» **Directions for this task**: Output the data unchanged and complete, minus the images.

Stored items
========================

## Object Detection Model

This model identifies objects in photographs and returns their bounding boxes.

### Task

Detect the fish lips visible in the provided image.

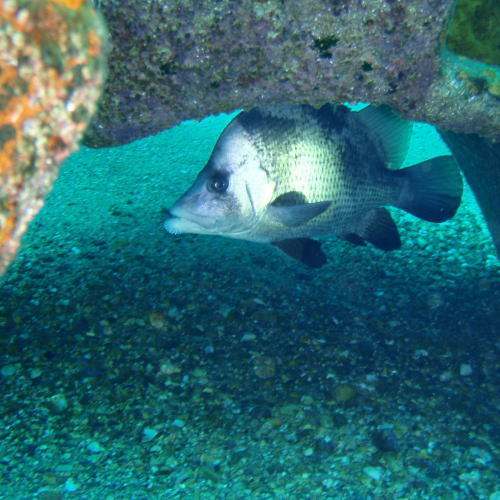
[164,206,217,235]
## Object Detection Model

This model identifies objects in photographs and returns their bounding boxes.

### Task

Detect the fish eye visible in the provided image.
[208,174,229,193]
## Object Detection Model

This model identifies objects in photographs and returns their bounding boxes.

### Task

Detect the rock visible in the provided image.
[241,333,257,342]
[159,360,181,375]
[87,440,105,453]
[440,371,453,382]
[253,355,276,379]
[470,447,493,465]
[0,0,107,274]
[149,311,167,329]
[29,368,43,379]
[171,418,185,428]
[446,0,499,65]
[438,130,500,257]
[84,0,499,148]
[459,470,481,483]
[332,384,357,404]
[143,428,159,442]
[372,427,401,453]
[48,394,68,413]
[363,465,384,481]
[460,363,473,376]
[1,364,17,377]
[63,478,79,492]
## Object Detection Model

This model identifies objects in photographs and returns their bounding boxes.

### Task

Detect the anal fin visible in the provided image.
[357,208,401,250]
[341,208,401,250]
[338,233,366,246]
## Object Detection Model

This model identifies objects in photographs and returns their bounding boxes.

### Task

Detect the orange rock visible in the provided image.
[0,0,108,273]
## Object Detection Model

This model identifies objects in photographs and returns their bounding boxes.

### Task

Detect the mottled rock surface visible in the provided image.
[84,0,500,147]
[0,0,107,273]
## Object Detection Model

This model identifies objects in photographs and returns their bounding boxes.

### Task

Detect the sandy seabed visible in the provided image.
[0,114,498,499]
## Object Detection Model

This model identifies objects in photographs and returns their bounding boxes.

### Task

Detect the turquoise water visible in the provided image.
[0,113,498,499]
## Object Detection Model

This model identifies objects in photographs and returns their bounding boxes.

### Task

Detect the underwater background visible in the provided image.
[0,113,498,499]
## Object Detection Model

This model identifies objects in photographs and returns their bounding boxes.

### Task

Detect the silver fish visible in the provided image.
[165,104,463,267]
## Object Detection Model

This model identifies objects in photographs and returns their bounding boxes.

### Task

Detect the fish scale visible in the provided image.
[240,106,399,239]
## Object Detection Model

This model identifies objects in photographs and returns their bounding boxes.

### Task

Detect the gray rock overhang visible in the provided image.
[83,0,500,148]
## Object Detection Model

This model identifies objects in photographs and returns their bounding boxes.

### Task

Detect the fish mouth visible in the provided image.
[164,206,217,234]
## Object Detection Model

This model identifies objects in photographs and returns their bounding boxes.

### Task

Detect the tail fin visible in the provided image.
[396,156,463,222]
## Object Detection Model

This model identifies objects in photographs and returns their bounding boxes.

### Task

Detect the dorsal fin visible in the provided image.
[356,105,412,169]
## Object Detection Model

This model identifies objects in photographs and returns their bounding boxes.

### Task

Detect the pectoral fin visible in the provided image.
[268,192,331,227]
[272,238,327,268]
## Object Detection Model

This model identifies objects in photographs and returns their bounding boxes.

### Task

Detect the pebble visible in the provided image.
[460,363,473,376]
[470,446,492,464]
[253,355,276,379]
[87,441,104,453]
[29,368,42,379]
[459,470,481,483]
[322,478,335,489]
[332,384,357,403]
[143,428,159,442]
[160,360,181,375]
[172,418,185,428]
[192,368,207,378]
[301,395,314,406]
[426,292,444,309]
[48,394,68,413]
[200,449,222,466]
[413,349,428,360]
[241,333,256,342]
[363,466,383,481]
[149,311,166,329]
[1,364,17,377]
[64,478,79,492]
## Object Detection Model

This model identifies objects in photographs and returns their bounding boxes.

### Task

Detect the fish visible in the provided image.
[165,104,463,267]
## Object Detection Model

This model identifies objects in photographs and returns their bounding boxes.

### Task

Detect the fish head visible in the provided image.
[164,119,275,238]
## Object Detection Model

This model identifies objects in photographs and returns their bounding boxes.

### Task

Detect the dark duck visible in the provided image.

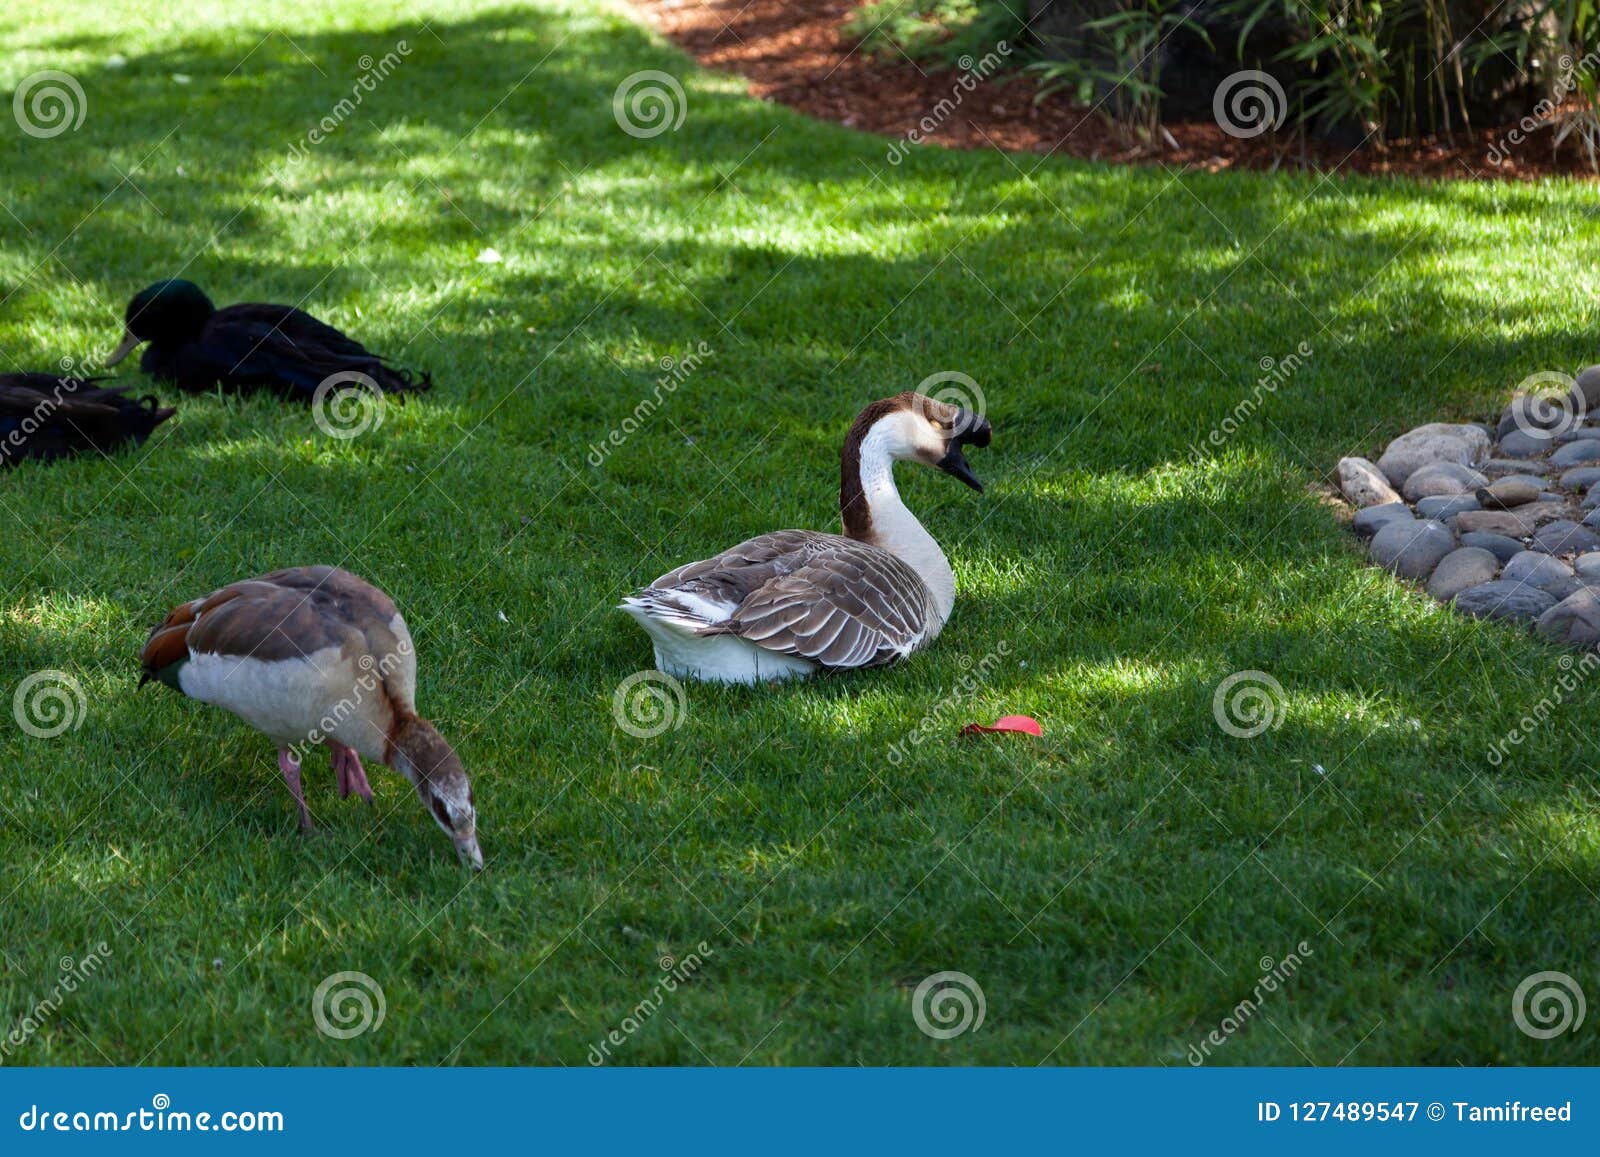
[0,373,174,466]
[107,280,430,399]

========================

» **Answer box**:
## Object Detection Model

This model identifies objects in photographs and returns their bounding boxes.

### Task

Detect the fish lips visible in the provided image.

[164,206,217,235]
## Object Detection Model

This model identifies objects in photographs and returns their bounding boxes.

### Task

Detect the fish eye visible in the provided image.
[208,174,229,193]
## Object Detection Model

This model identifies objects in photographs and returns their bounding boxes.

### Task

Detect the rock visible in the provided image.
[241,333,257,342]
[159,360,181,375]
[87,440,105,453]
[440,371,453,382]
[253,355,276,379]
[470,447,493,465]
[0,0,107,274]
[149,311,167,329]
[29,368,43,379]
[171,418,185,428]
[446,0,499,65]
[438,130,500,257]
[84,0,499,148]
[459,470,481,483]
[332,384,357,404]
[143,428,159,442]
[372,427,401,453]
[48,394,68,413]
[363,465,384,481]
[460,363,473,376]
[1,364,17,377]
[63,478,79,492]
## Object Detection Model

This model identifies objects in photographs and returns their bounding boxes.

### Task

Detect the anal fin visible in the provided image.
[357,208,401,250]
[341,208,401,250]
[338,233,366,246]
## Object Detection Model

This model identifies objects in photographs and returns their bounding boxes.

### Task

Detect the orange rock visible in the provided image.
[0,0,108,273]
## Object Detection Model

This model identifies objects in photographs and returns their bounding boxes.

### Task

Detect the mottled rock surface visible in the provided image.
[84,0,500,147]
[0,0,107,273]
## Object Detection Model

This model identifies objects in photographs and returns their bounding boxes.

### Task

Detect the sandy seabed visible in the provided image.
[0,114,498,499]
## Object Detection Model

This model identifies objects in photographs and returns their bounding boxes.

### Task

Detect the turquoise water visible in the provided image.
[0,113,498,499]
## Object Detection Model

This model identifies objects in photographs and returns their bounding boxes.

### Task

Detect the underwater background visible in the provided image.
[0,113,498,499]
## Object Detection Model

This model identifies objects in photographs and returns their bounding boxes.

### Task

Detect the silver fish visible in the provided image.
[165,104,463,267]
## Object Detection Model

This model identifies objects in photographs and returns their bounding boxes.

### Task

Detect the fish scale visible in the provided image.
[240,106,399,239]
## Object Detection Model

This model identifies objects in photographs and returns their bounding boxes.

### Task

Detect the gray rock overhang visible in the provided image.
[83,0,500,148]
## Object Detection Model

This model identifies objects in photographs and returns their bounding boxes.

### Task

Detect the fish mouth visible in the provided image.
[164,206,217,234]
## Object Detection Model

This model identifies objects in photographs and returns their bounding boxes.

### Task

Detect the tail fin visible in the provided image.
[396,156,463,222]
## Object Detection Model

This model identifies objects in photographs and returns their bounding boxes.

### Task

Detect the dorsal fin visible in the provided image.
[356,105,412,169]
## Object Detection Model

This model identifies objects in photographs and returns their bounding boxes.

### Task

Detect the pectoral fin visible in the provided image.
[268,192,331,227]
[272,238,327,268]
## Object Detection Model

This model identifies objects in photographs and returns their bounding boxes.

### Task

Detect the pebble visible in the provided image.
[460,363,473,376]
[470,446,492,464]
[253,355,276,379]
[87,441,104,453]
[29,368,42,379]
[459,470,481,483]
[322,478,335,489]
[332,384,357,403]
[143,428,159,442]
[160,360,181,375]
[172,418,185,428]
[192,368,207,378]
[301,395,314,406]
[426,292,444,309]
[48,394,68,413]
[200,449,222,466]
[413,349,428,360]
[241,333,256,342]
[363,466,383,481]
[149,311,166,329]
[1,364,17,377]
[64,478,79,492]
## Object Detection Model

This model identifies objects in photographs and returns their bounding boxes.

### Task

Detect the fish visible in the provided image.
[165,104,463,267]
## Object Detection Model

This model identifies objects in photographs and returns their bounding boxes.

### Task

Detect the fish head visible in the provided image.
[164,119,275,238]
## Object Detection Model

This model identifies objects in photographs and returns their bounding boxes.

### Task

Detect the dark duck visible in the provided image.

[0,373,174,466]
[107,280,430,399]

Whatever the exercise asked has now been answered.